Task prompt — Your task is to extract every line from the material below exactly.

Entries provided —

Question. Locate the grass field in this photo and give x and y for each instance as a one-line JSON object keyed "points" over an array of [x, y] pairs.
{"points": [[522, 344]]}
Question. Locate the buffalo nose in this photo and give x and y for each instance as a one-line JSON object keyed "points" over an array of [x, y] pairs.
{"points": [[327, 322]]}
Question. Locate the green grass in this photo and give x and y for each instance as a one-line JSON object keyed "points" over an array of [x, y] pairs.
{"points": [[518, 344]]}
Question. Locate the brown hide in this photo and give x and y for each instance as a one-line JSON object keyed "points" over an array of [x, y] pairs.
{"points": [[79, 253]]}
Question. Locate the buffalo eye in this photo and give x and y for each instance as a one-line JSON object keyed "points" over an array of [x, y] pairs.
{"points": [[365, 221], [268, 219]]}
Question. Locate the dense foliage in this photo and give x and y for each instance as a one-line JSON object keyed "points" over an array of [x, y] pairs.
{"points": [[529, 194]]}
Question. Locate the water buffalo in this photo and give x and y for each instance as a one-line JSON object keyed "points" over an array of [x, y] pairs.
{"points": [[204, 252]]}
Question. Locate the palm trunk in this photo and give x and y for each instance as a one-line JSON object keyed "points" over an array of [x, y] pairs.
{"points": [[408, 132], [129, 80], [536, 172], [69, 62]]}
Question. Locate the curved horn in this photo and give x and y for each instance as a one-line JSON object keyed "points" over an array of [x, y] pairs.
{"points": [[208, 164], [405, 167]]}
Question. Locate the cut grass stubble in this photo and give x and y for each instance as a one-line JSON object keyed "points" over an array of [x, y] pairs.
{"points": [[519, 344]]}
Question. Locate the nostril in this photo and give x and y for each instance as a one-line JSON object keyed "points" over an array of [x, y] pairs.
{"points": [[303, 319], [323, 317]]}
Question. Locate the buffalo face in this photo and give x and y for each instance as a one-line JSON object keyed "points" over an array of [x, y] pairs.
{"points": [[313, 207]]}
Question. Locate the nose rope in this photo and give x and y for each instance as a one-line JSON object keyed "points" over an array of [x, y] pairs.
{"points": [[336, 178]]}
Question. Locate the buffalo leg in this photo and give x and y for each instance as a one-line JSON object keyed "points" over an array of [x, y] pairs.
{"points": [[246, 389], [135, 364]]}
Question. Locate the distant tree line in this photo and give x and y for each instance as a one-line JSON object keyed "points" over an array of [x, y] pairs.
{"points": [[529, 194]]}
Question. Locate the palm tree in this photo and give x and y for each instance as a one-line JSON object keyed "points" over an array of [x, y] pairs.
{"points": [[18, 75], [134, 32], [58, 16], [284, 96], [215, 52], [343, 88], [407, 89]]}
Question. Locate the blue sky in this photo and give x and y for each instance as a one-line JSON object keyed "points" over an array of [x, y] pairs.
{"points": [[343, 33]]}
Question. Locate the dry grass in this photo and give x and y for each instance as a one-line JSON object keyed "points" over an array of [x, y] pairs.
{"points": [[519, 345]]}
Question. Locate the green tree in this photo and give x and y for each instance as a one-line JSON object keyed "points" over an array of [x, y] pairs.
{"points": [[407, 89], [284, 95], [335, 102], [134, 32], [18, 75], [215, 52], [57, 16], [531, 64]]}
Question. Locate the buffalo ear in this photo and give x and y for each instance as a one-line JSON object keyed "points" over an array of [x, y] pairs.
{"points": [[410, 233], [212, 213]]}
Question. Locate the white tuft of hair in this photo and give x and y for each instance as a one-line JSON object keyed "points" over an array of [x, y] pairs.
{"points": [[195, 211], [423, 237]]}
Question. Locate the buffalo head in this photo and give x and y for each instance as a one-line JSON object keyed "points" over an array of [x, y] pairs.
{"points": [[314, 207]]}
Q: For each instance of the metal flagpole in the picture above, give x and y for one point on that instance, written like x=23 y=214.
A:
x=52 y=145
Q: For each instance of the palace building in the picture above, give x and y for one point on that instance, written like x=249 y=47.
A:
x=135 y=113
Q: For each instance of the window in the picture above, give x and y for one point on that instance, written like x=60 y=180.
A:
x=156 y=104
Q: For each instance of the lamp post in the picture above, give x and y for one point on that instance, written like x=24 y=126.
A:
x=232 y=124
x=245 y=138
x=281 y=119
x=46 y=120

Response area —
Question. Locate the grass field in this photo and give x and y for each instance as a one-line JSON object keyed "points" over an array of [x, y] pairs.
{"points": [[522, 344]]}
Question. Locate the buffalo nose in this photo and give x and y for each instance as a one-line JSON object keyed "points" over an array of [x, y] pairs.
{"points": [[327, 322]]}
Question. Locate the green grass in this photo and give x and y for each instance as a one-line JSON object keyed "points" over an array of [x, y] pairs.
{"points": [[518, 344]]}
Question. Locate the brown hide in this photo and give x and y for each instance as a one-line JSON object keyed "points" over an array of [x, y] pairs.
{"points": [[79, 253]]}
Question. Locate the buffalo eye in this photo and give x and y for each instance as a one-line JSON object keyed "points" over an array of [x, y] pairs.
{"points": [[365, 221], [268, 219]]}
Question. Locate the dense foliage in this photo and give x and y for each instance as a one-line JSON object keyed "points" over an array of [x, y] pairs.
{"points": [[529, 194]]}
Question. Locate the water buffalo in this photo and give x and y for each instance as a one-line JSON object keyed "points" over an array of [x, y] pairs.
{"points": [[204, 252]]}
Question. Locate the palm trunk in this photo and give x and y for each instance as a one-line JSON object keyed "points" over an array of [x, y] pairs.
{"points": [[408, 132], [129, 80], [536, 172], [69, 62]]}
Question. Locate the curved horn in this photo and give x and y for each instance as a one-line JSON object keyed "points" over an array of [x, y] pairs.
{"points": [[208, 164], [405, 167]]}
Question. Locate the cut grass stubble in this photo and give x and y for each instance as a one-line JSON object keyed "points" over an array of [x, y] pairs.
{"points": [[519, 344]]}
Question. Locate the nostril in this photo and give x and y for each instance as a one-line JSON object keyed "points" over an array of [x, y] pairs.
{"points": [[303, 319], [323, 317]]}
Question. Locate the buffalo face in this photo and give x and y for each instance as a one-line JSON object keyed "points" over an array of [x, y] pairs.
{"points": [[313, 207]]}
Question. Locate the nose rope in this photo and give x and y for each instance as a one-line JSON object keyed "points" over an array of [x, y] pairs.
{"points": [[336, 178]]}
Question. Locate the buffalo leg in this photo and give x and y for each instance as a one-line JSON object keyed "points" over an array of [x, y] pairs.
{"points": [[246, 389], [135, 364]]}
Question. Locate the distant tree line in this photo and give x and y for each instance as a one-line JSON object keyed "points" over an array of [x, y] pairs.
{"points": [[529, 194]]}
Question. Locate the palm tree in this photo and give x and y for each instance as a one-line JSON object keyed "points" over an array of [x, y] pairs.
{"points": [[18, 75], [134, 32], [58, 16], [284, 96], [215, 52], [343, 88], [407, 89]]}
Question. Locate the blue sky in this photo and give x and y for each instance as a one-line JSON object keyed "points" over an array of [x, y] pairs.
{"points": [[343, 33]]}
Question. Locate the dry grass in this photo and give x and y for each instance as a one-line JSON object keyed "points" over an array of [x, y] pairs.
{"points": [[519, 345]]}
Question. Locate the green tree in this photo and give x and y for each instance as a one-line JSON object keyed "points" over an array of [x, y] pairs.
{"points": [[407, 89], [284, 95], [335, 102], [134, 32], [18, 75], [215, 52], [57, 16], [531, 64]]}
Question. Locate the buffalo ear in this photo and give x and y for each instance as a one-line JSON object keyed "points" over an array of [x, y] pairs.
{"points": [[410, 233], [212, 213]]}
Question. Locate the white tuft of hair in this photo and give x and y for each instance as a one-line JSON object keyed "points" over an array of [x, y] pairs.
{"points": [[195, 211], [423, 237]]}
Question. Locate the buffalo head in this photo and give x and y for each instance as a one-line JSON object keyed "points" over an array of [x, y] pairs.
{"points": [[314, 207]]}
Q: For each instance of the metal flagpole in the picture above, give x and y for one point on that instance, written like x=23 y=214.
A:
x=52 y=145
Q: For each instance of the palace building in the picture above, give x and y for one point on that instance, written like x=249 y=47.
A:
x=135 y=113
Q: For each instance of the window in the picture above, give x and y for one point on that instance, written like x=60 y=180.
A:
x=156 y=104
Q: For each instance of the lamp post in the picture above, give x and y for one point on that instance, written like x=24 y=126.
A:
x=232 y=124
x=245 y=138
x=281 y=119
x=46 y=120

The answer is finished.